== Segment start ==
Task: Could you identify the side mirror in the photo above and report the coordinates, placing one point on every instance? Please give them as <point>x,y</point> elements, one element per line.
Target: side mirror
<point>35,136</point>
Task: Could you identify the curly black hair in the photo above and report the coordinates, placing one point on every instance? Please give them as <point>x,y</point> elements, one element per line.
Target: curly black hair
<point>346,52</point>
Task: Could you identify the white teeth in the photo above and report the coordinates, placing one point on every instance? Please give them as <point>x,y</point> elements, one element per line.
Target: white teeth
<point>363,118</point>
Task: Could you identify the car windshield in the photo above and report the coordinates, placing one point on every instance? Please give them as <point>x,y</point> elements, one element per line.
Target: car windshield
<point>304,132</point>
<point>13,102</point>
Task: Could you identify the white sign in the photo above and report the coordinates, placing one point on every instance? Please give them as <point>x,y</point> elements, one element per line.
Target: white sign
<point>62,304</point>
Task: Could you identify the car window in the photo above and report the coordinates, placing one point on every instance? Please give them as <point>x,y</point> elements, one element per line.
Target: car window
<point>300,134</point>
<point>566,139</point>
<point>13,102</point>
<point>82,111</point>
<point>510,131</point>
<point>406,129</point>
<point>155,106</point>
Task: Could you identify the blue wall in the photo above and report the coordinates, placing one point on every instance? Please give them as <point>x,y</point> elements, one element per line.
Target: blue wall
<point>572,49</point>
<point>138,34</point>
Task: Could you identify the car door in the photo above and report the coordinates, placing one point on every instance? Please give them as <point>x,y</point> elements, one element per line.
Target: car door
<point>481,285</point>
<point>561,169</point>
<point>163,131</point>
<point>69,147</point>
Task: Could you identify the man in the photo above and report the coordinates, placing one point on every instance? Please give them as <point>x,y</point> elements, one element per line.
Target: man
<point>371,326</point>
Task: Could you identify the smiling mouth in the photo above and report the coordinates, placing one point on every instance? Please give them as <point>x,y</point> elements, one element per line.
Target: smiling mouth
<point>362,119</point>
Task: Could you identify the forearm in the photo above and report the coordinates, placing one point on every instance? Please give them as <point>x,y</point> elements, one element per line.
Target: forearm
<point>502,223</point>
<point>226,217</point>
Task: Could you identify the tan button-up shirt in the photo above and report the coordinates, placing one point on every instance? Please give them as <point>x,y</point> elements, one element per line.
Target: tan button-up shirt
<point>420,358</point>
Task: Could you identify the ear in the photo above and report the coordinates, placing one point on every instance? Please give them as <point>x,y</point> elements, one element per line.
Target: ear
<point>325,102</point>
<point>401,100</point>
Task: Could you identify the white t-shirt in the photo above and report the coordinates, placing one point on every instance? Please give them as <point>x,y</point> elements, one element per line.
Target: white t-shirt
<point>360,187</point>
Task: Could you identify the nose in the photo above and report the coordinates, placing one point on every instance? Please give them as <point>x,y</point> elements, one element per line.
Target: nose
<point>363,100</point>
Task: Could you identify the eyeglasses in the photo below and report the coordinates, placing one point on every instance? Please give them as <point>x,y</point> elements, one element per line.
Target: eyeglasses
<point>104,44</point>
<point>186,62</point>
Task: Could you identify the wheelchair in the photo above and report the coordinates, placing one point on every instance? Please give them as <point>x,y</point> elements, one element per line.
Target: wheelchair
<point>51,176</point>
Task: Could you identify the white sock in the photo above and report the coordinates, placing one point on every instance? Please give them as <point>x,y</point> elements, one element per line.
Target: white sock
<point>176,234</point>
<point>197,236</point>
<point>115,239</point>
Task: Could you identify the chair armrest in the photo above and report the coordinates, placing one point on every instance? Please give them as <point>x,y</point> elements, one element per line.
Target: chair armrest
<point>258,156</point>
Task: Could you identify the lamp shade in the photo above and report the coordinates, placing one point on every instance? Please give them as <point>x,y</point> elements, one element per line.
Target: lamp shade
== Segment end ==
_Exercise directions_. Output the listing above in full, exactly as written.

_Result of this exercise_.
Task: Could you identify the side mirror in the photo above and report the coordinates, placing one point on every instance? Please give them as <point>x,y</point> elements, one element per line.
Target: side mirror
<point>35,136</point>
Task: Could you identify the curly black hair in the photo above and report the coordinates, placing one point on every instance? Please give them as <point>x,y</point> elements, one element per line.
Target: curly black hair
<point>346,52</point>
Task: Could you identify the white teeth in the photo above and report the coordinates, placing one point on every instance? Please give them as <point>x,y</point> elements, one element per line.
Target: white teeth
<point>363,118</point>
Task: Could you identify the car windshield in the photo above and report the coordinates, placing one point on every instance? Please give them as <point>x,y</point> elements, one element per line.
Target: car windshield
<point>304,132</point>
<point>13,102</point>
Task: Could you identify the white sign in the photo above and report the coordinates, placing one point on every instance? Please give them as <point>x,y</point> elements, one element per line.
Target: white sign
<point>62,304</point>
Task: Could you identify the car window in the photo above and report the coordinates, placing one point on every instance? Please give them as <point>x,y</point> elements, one element per line.
Target: car window
<point>300,134</point>
<point>566,139</point>
<point>13,102</point>
<point>82,111</point>
<point>510,131</point>
<point>406,129</point>
<point>155,106</point>
Task: Could you identify the blue wall in the photo above and report the coordinates, placing one point on every instance? Please give them as <point>x,y</point> elements, one element per line.
Target: blue wall
<point>572,49</point>
<point>138,34</point>
Task: Could you identify the car door in the photo above and report the coordinates, placing one point on every instance? Please give them as <point>x,y</point> elements, one element per line.
Target: car door
<point>481,285</point>
<point>561,169</point>
<point>163,131</point>
<point>69,147</point>
Task: Could you identify the man in the photo above and report the coordinates, placing one point on every instance? Please give them as <point>x,y</point> elements, one element per line.
Target: man
<point>371,326</point>
Task: Could you identify the smiling mouth in the photo above and report the coordinates, placing one point on every instance? Please give them as <point>x,y</point> elements, one element per line.
Target: smiling mouth
<point>362,119</point>
Task: Could you identify the forearm in the photo above and report the coordinates, placing one point on every instance? Please give them as <point>x,y</point> elements, one element per line.
Target: forearm
<point>502,223</point>
<point>226,217</point>
Task: Could you identify the tan button-up shirt in the photo above and report the coordinates, placing one point on every instance? Please give them as <point>x,y</point> elements, one element per line.
Target: tan button-up shirt
<point>420,358</point>
Task: Could you identify the ear in the photo above and report the coordinates, placing one point on every instance? Please give them as <point>x,y</point> elements, one element per line.
Target: ear
<point>325,102</point>
<point>401,100</point>
Task: Could you identify the white t-shirt in the photo above and report the coordinates, placing one point on every instance? Please give them as <point>x,y</point> elements, one element per line.
Target: white t-shirt
<point>360,187</point>
Task: Could you identify the nose in the photo above and report the coordinates, placing one point on every instance? Please give them as <point>x,y</point> elements, one element per line.
Target: nose
<point>363,100</point>
Task: Could you identify the eyeglasses in the photo below and report the coordinates, placing one point on every instance? Please give them as <point>x,y</point> elements, one element per line.
Target: eyeglasses
<point>104,44</point>
<point>186,62</point>
Task: Could you identify the wheelchair in the photo above and report the coordinates, placing one point on every instance? Please give them as <point>x,y</point> elements, one element per line.
Target: wheelchair
<point>51,176</point>
Task: Could you identify the white sock in the photo above and report the coordinates, placing one point on every instance? Please give them as <point>x,y</point> elements, one element per line.
Target: white sock
<point>176,234</point>
<point>197,236</point>
<point>115,239</point>
Task: Could you identify the chair armrest in the photo above and report the coordinates, placing one point on every instance? Please give them as <point>x,y</point> elements, one element per line.
Target: chair armrest
<point>258,156</point>
Task: Could you identify the lamp shade in the photo above and report the coordinates, placing one point on every instance? Please give them as <point>x,y</point> elements, one element per line.
Target: lamp shade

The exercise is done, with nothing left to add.